- [PROVIDED DATA]:
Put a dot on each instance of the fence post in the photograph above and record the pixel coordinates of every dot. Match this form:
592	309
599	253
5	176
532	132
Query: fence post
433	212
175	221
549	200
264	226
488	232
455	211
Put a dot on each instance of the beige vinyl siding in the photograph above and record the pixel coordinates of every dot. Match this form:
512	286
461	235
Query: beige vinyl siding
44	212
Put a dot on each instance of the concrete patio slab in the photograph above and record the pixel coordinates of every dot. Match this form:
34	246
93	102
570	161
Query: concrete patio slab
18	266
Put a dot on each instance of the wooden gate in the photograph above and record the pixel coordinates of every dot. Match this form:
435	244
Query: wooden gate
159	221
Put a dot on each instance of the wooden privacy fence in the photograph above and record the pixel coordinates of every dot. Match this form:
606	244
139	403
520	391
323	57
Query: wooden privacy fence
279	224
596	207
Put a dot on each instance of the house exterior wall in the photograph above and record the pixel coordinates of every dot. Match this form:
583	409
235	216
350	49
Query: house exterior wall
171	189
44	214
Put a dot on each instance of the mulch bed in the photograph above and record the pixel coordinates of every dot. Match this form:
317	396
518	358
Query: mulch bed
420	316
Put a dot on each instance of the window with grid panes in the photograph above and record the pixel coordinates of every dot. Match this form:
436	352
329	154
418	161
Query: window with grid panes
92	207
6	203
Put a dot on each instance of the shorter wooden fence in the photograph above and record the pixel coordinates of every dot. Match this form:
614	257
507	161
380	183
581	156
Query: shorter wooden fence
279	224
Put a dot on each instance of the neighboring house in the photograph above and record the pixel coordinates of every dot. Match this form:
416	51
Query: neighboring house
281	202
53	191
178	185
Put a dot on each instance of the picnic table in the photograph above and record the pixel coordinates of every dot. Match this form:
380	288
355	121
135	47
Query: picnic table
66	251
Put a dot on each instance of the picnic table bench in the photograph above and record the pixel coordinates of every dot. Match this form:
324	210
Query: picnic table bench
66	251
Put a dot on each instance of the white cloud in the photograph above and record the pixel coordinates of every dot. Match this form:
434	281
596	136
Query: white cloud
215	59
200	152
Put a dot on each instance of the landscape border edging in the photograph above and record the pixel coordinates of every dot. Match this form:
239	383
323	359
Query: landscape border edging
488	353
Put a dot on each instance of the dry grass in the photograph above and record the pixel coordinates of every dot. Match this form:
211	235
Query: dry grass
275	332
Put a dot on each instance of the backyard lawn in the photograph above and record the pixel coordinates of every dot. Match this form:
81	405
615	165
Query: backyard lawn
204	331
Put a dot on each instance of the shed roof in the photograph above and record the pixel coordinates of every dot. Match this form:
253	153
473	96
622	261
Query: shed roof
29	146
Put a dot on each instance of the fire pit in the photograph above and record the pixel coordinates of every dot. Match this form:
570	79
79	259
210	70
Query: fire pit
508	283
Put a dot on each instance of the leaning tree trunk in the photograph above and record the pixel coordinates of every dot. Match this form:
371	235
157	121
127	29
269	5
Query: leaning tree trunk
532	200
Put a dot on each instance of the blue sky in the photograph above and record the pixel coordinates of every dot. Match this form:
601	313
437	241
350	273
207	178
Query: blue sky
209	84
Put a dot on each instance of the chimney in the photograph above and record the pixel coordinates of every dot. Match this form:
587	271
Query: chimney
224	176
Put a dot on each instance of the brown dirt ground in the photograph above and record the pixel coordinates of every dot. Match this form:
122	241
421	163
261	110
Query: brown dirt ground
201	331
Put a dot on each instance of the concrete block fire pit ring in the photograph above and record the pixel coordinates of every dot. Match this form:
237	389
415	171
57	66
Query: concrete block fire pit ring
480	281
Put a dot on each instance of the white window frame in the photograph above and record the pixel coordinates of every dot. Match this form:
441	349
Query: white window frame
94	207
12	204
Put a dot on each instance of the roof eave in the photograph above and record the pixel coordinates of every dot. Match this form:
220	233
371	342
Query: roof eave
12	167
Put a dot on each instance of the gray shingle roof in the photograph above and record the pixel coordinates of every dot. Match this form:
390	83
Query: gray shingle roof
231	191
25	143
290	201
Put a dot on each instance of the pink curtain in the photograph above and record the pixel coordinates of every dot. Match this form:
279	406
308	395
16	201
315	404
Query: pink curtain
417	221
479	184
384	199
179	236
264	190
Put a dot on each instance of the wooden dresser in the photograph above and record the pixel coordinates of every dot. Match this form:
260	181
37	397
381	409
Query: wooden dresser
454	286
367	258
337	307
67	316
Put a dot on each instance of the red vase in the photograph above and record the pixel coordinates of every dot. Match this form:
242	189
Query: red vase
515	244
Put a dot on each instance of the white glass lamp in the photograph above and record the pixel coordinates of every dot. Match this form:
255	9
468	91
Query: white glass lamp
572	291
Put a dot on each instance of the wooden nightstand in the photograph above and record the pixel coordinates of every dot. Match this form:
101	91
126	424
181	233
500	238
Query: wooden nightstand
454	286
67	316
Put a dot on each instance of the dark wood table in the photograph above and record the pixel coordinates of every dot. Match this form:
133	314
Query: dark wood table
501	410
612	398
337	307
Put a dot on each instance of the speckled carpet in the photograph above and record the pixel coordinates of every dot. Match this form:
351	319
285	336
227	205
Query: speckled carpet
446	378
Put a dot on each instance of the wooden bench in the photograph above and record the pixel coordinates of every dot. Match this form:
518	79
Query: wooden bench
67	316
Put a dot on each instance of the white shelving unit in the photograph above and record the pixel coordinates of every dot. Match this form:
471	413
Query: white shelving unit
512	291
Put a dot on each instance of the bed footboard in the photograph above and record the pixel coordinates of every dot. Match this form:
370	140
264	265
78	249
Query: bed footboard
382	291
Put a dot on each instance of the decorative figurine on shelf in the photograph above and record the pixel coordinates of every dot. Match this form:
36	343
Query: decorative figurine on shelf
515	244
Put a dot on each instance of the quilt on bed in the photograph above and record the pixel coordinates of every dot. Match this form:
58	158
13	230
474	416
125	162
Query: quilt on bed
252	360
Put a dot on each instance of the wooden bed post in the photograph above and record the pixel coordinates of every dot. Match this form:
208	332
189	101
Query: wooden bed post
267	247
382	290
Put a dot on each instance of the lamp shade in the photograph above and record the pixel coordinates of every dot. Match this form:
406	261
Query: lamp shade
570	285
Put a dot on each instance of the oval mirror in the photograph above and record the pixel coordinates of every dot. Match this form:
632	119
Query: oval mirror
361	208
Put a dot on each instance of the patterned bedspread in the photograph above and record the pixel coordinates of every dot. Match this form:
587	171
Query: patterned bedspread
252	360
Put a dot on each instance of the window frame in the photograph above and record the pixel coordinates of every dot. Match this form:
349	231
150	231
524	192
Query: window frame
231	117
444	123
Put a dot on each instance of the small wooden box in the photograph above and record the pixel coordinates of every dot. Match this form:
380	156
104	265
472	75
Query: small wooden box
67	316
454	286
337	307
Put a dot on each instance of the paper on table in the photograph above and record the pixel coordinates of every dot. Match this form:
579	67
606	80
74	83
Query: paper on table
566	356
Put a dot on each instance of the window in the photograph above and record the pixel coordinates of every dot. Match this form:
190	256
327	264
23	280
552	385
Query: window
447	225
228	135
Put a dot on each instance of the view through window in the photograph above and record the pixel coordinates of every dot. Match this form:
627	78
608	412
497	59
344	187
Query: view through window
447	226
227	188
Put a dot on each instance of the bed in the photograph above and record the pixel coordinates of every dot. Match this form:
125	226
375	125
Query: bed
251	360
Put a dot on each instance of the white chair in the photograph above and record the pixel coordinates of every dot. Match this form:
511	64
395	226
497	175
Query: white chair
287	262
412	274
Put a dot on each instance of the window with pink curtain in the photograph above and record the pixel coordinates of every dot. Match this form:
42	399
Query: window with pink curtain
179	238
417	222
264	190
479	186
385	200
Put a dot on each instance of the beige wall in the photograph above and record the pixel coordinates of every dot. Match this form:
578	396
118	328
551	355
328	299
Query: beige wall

- [DESCRIPTION OF THE TASK]:
Everything from the first line of the entries above through the line with "Put a dot on each instance of the neighboring" is to be reproduced exactly, and nothing else.

- [RESULT FOR THIS EXERCISE]:
Put a dot on each instance of the fence post in the photograph above and record the pixel coordinates of every dot. Match this form:
592	309
599	253
5	176
532	132
Query: fence post
433	212
175	221
549	200
264	226
488	232
455	211
Put a dot on each instance of the beige vinyl siding in the photograph above and record the pixel coordinates of every dot. Match this form:
512	286
461	235
Query: beige vinyl siding
44	212
Put a dot on each instance of the concrete patio slab in the photograph above and record the pixel coordinates of every dot. Match this form:
34	246
93	102
570	161
Query: concrete patio slab
18	266
Put a dot on each instance of the wooden gate in the photograph above and record the pixel coordinates of every dot. Match this form:
435	244
Query: wooden gate
159	221
Put a dot on each instance of the wooden privacy fence in the photograph above and record the pixel coordinates of every dot. Match this form:
606	244
139	403
520	391
323	57
Query: wooden privacy fence
279	224
596	207
Put a dot on each instance of the house exterior wall in the photograph above and record the pixel coordinates of every dot. Match this form:
583	409
235	216
350	49
Query: house exterior wall
171	189
44	214
Put a dot on each instance of the mulch bed in the photograph above and record the pixel coordinates of every dot. Match this form:
317	396
518	358
Query: mulch bed
420	316
Put a dot on each instance of the window with grid panes in the photograph above and record the pixel coordinates of every dot. Match this form:
436	352
329	154
418	161
Query: window with grid panes
92	207
6	203
Put a dot on each instance of the shorter wooden fence in the photograph above and record the pixel coordinates of every dot. Match this form:
614	257
507	161
380	183
581	156
Query: shorter wooden fence
279	224
Put a dot on each instance of the neighboring house in the photograph above and record the pixel coordinates of every dot. Match this form:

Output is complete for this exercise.